--- Material for this task Enclosed Below ---

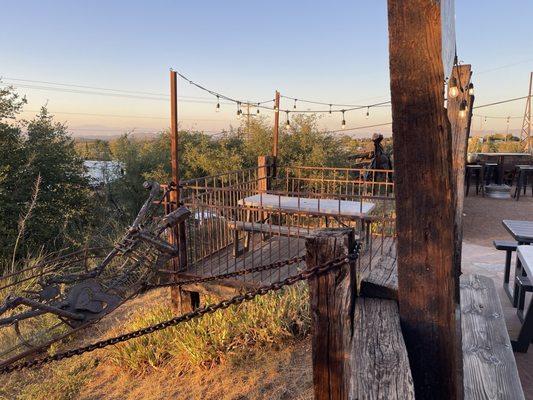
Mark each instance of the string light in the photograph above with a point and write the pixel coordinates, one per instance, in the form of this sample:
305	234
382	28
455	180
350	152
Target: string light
453	90
462	109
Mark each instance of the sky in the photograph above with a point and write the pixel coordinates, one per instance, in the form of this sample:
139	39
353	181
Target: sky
330	51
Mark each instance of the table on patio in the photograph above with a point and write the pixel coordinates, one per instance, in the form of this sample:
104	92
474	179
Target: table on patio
522	232
500	190
273	203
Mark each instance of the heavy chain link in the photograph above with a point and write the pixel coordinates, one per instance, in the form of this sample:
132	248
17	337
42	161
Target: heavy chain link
261	268
208	309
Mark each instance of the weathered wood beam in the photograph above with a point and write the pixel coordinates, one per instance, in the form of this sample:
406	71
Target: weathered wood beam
332	298
460	128
424	197
378	353
381	280
489	363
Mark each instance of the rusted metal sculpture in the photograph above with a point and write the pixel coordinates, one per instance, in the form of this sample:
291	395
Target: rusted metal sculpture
66	295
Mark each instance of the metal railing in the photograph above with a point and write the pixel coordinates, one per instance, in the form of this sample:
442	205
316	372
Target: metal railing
241	219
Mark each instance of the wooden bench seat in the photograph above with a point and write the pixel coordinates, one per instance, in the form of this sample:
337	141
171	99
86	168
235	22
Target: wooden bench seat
488	361
259	227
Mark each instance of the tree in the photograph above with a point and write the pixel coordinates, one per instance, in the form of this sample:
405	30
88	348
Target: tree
63	207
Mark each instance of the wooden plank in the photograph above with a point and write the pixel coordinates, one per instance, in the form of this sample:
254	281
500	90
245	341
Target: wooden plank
275	230
424	198
378	353
381	279
334	207
489	365
332	296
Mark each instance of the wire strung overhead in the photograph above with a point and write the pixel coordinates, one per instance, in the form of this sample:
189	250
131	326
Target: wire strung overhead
261	104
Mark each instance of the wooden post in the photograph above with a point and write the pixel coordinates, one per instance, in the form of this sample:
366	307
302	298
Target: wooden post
178	233
275	140
460	129
264	173
424	194
332	298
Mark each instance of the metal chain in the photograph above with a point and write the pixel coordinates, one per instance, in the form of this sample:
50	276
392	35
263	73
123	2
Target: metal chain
266	267
208	309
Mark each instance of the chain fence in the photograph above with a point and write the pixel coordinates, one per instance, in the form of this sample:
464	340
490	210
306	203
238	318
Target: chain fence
199	312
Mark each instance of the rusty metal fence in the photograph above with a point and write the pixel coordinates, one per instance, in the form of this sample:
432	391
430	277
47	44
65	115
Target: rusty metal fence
241	219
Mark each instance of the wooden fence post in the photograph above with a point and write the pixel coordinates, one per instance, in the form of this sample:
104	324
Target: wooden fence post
420	32
332	297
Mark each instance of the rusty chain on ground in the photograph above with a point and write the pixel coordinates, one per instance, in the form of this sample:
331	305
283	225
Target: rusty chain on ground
208	309
266	267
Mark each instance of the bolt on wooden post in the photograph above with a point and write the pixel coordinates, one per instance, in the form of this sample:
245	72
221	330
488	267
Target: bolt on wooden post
332	296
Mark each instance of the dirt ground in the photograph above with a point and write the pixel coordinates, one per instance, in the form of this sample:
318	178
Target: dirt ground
483	217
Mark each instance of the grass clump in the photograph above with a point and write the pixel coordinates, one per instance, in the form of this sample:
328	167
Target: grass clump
214	338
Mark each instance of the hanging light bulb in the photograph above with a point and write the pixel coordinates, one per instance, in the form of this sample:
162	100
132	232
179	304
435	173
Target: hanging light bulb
453	90
462	109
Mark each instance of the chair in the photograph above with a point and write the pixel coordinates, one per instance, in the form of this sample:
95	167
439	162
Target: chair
477	171
523	172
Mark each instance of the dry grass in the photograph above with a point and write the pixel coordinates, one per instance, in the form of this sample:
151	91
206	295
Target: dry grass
244	352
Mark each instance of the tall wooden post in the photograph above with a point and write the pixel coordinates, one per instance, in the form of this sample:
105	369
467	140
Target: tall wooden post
424	194
332	297
180	299
460	129
275	140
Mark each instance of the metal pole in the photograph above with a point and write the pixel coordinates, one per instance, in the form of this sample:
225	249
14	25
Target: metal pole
276	126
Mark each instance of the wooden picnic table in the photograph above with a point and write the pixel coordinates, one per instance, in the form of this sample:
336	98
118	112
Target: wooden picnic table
521	231
343	208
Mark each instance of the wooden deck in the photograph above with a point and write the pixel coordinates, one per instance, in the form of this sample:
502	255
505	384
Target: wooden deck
274	249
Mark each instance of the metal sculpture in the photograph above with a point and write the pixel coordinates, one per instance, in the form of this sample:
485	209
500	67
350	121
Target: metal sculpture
66	295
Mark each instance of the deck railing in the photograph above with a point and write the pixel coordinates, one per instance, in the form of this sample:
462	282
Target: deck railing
250	217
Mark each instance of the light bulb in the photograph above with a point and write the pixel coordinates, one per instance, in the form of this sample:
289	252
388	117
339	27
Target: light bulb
453	90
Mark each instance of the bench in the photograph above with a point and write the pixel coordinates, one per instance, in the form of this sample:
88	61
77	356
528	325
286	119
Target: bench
508	246
489	365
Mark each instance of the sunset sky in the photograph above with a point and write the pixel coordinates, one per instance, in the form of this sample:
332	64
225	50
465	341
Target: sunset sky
331	51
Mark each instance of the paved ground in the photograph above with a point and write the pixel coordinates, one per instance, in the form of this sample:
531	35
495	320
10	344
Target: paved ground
482	224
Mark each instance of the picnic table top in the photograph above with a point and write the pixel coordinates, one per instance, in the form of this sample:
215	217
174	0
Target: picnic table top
503	154
346	208
521	231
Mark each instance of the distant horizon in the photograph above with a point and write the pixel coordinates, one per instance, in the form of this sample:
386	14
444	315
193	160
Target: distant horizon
99	72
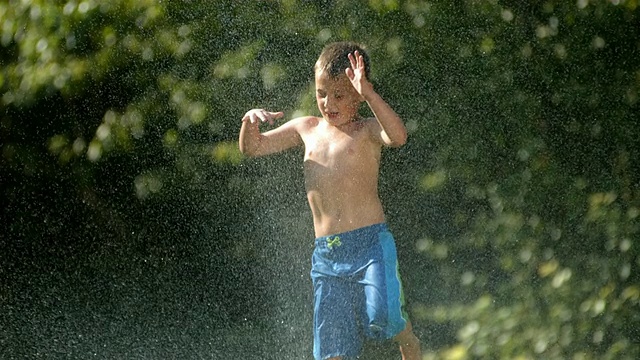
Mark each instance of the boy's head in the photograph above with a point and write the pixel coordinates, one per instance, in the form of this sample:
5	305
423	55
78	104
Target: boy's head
337	99
334	60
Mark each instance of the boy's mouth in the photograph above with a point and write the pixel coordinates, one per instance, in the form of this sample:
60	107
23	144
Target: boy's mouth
332	115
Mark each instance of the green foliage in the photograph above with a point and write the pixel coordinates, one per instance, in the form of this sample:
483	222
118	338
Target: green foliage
517	195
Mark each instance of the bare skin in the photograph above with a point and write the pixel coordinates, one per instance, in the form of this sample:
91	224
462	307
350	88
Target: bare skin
342	156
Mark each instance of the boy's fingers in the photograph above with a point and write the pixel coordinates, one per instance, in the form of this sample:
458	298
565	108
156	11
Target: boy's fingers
277	115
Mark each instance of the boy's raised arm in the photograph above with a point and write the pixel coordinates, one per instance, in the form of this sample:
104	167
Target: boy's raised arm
254	143
393	133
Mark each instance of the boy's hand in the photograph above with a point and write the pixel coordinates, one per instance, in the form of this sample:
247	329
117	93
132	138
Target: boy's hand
256	116
357	75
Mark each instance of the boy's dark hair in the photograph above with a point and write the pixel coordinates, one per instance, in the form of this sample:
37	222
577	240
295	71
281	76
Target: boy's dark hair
334	58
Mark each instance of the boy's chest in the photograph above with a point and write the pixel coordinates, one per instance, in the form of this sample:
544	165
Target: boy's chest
337	149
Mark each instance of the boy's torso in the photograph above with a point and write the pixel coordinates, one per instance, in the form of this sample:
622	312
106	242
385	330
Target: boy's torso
341	175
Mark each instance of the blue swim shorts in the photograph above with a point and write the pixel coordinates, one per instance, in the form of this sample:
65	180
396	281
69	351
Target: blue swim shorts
358	292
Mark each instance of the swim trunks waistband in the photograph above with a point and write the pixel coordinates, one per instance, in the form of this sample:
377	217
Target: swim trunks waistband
360	233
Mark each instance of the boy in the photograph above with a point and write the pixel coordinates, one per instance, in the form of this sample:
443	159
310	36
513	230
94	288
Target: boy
354	267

--- End of Enclosed Material for this task ---

▶ **Activity**:
The line with "Mark each instance of the sky" ends the range, and the first line of the data begins it; repeat exactly those lines and nothing more, omitting pictures.

▶ **Solution below**:
Mark each instance of the string light in the photograph above with a point and write the pixel coordinates, one per instance, in the form of this sample:
305	234
382	28
455	180
350	152
Target: string light
453	90
462	109
Mark each instance of the sky in the photograph above with a point and write the pixel coordinates, one per instance, in the form of this sample:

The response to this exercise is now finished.